### Required work
Copy each of the records below word for word, keeping every line and character unchanged.

[Begin]

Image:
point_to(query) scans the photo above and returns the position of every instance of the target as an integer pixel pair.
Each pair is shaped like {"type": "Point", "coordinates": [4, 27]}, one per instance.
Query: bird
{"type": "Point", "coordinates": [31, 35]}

[End]

### Exercise response
Image:
point_to(query) scans the photo above and returns the position of every instance of the target as an integer pixel pair.
Each pair is shaped like {"type": "Point", "coordinates": [4, 27]}, one per instance.
Query: bird
{"type": "Point", "coordinates": [31, 35]}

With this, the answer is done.